Goal of the exercise: Since the pictures are not wanted, copy only the text of every record exactly.

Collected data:
+===+
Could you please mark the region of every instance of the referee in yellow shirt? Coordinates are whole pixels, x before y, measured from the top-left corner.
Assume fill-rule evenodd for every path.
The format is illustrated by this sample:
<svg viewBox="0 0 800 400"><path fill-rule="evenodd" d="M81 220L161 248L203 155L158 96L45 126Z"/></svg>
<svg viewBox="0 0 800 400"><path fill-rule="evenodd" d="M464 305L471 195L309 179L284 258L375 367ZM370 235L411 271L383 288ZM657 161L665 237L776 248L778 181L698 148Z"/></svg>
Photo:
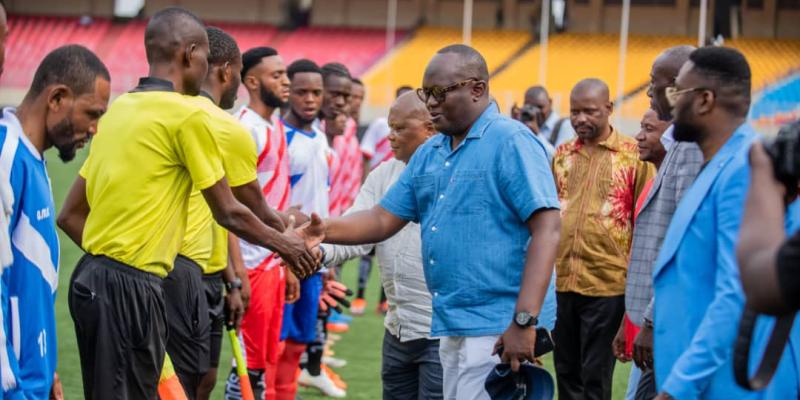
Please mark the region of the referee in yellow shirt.
<svg viewBox="0 0 800 400"><path fill-rule="evenodd" d="M214 219L279 253L302 275L315 257L295 233L269 228L233 197L196 95L208 37L193 14L168 8L145 31L150 76L100 120L89 156L59 216L87 254L69 287L87 399L152 399L164 360L161 278L181 248L192 187Z"/></svg>
<svg viewBox="0 0 800 400"><path fill-rule="evenodd" d="M209 67L208 75L199 96L192 98L200 108L210 115L212 133L217 142L222 156L222 166L225 176L234 195L243 204L254 211L256 215L266 218L265 223L274 225L276 222L270 218L280 218L271 209L261 193L261 188L256 177L257 154L256 146L250 132L233 116L223 111L233 107L236 93L241 83L242 56L236 41L219 28L209 27L208 34ZM283 227L283 220L277 224ZM198 299L202 313L199 320L209 329L198 331L199 335L192 336L186 330L191 322L183 313L182 319L173 319L170 315L170 338L167 342L167 352L175 360L176 356L186 358L185 361L175 363L176 371L190 398L208 399L214 389L217 379L220 349L222 345L223 325L227 319L228 325L238 327L244 313L240 289L242 282L236 276L233 265L228 264L228 233L225 228L214 222L211 209L203 200L199 190L192 192L189 198L189 215L186 235L183 239L180 254L175 260L175 270L164 281L167 297L167 314L171 308L180 310L180 285L185 282L183 277L176 282L170 282L180 264L193 264L190 271L202 269L202 278L198 274L192 275L192 281L204 287L204 292L196 294L205 296ZM198 268L199 267L199 268ZM223 279L224 278L224 279ZM176 297L170 302L173 295L167 288L167 283L174 286ZM223 301L223 286L227 286L227 298ZM185 287L185 285L184 285ZM193 293L194 294L194 293ZM227 313L223 312L227 303ZM185 303L184 303L185 304ZM187 310L188 311L188 310ZM176 313L180 315L180 313ZM227 314L227 315L225 315ZM177 326L175 326L177 325ZM173 342L173 333L182 331L181 338ZM197 340L197 342L194 342ZM193 346L194 343L204 346ZM183 370L183 371L182 371Z"/></svg>

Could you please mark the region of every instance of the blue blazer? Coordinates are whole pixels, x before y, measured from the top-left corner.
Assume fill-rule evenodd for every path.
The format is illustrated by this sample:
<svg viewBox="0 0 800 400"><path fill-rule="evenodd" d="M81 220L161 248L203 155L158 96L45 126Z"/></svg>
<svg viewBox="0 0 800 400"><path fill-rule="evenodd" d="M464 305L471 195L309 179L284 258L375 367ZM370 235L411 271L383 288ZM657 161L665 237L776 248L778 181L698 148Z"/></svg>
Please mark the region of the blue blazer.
+===+
Written solution:
Could you please mark the region of every instance of the referee in yellow shirt? Coordinates are whole pixels, x before y, measured from the top-left corner.
Assume fill-rule evenodd for every path.
The format is illustrated by this sample:
<svg viewBox="0 0 800 400"><path fill-rule="evenodd" d="M81 220L161 248L203 155L158 96L45 126Z"/></svg>
<svg viewBox="0 0 800 400"><path fill-rule="evenodd" d="M464 305L471 195L309 179L284 258L375 367ZM370 235L411 271L383 288ZM657 161L665 237L776 248L778 181L698 148Z"/></svg>
Photo:
Please mark the region of the referee in yellow shirt.
<svg viewBox="0 0 800 400"><path fill-rule="evenodd" d="M214 219L279 253L302 275L315 257L295 233L269 228L233 197L196 95L208 37L193 14L168 8L145 31L150 76L100 120L89 156L59 216L87 254L69 287L87 399L152 399L164 360L161 278L181 248L192 187Z"/></svg>
<svg viewBox="0 0 800 400"><path fill-rule="evenodd" d="M209 67L208 75L199 96L192 98L200 108L210 115L212 133L217 142L222 156L222 166L225 176L234 195L243 204L254 211L256 215L266 218L265 223L274 225L276 222L270 218L280 218L271 209L261 193L261 188L256 177L257 154L256 146L250 132L233 116L223 111L233 107L236 93L241 83L242 56L236 41L219 28L209 27L208 34ZM283 227L283 220L277 224ZM198 299L202 313L199 320L209 329L198 331L199 335L192 336L186 330L191 322L183 313L182 319L173 319L170 315L170 338L167 342L167 352L175 360L176 356L186 358L185 361L175 363L176 371L190 398L208 399L214 389L217 379L220 349L222 345L223 325L227 319L228 325L238 327L244 313L240 289L242 282L236 276L233 265L228 264L228 233L225 228L214 222L211 209L203 200L199 190L192 192L189 198L189 215L186 235L183 239L180 254L175 260L175 270L164 281L167 297L167 314L171 308L180 310L180 285L185 282L183 277L176 282L170 282L180 264L193 264L190 271L202 269L202 278L198 274L192 275L192 281L204 287L204 292L196 294L205 296ZM198 268L199 267L199 268ZM223 279L224 278L224 279ZM176 297L170 302L173 295L167 288L167 283L174 286ZM223 301L223 286L227 286L227 298ZM185 287L185 285L184 285ZM193 293L194 294L194 293ZM227 313L223 312L227 303ZM185 303L184 303L185 304ZM187 310L188 311L188 310ZM176 313L180 315L180 313ZM227 314L227 315L225 315ZM177 326L175 326L177 325ZM173 342L173 333L182 331L181 338ZM197 340L197 342L194 342ZM193 346L194 343L204 346ZM183 370L183 371L182 371Z"/></svg>

Could you please mark the region of every instance of the blue blazer? Coordinates are whole pixels, x before y, measured from the top-left corner.
Assume fill-rule evenodd for every path.
The format is illustrated by this sample:
<svg viewBox="0 0 800 400"><path fill-rule="evenodd" d="M81 220L161 248L203 155L158 96L45 126Z"/></svg>
<svg viewBox="0 0 800 400"><path fill-rule="evenodd" d="M464 305L471 195L309 179L284 258L375 367ZM370 235L411 271L383 288ZM657 161L665 237L776 248L778 181L698 148Z"/></svg>
Please mark the region of the blue blazer.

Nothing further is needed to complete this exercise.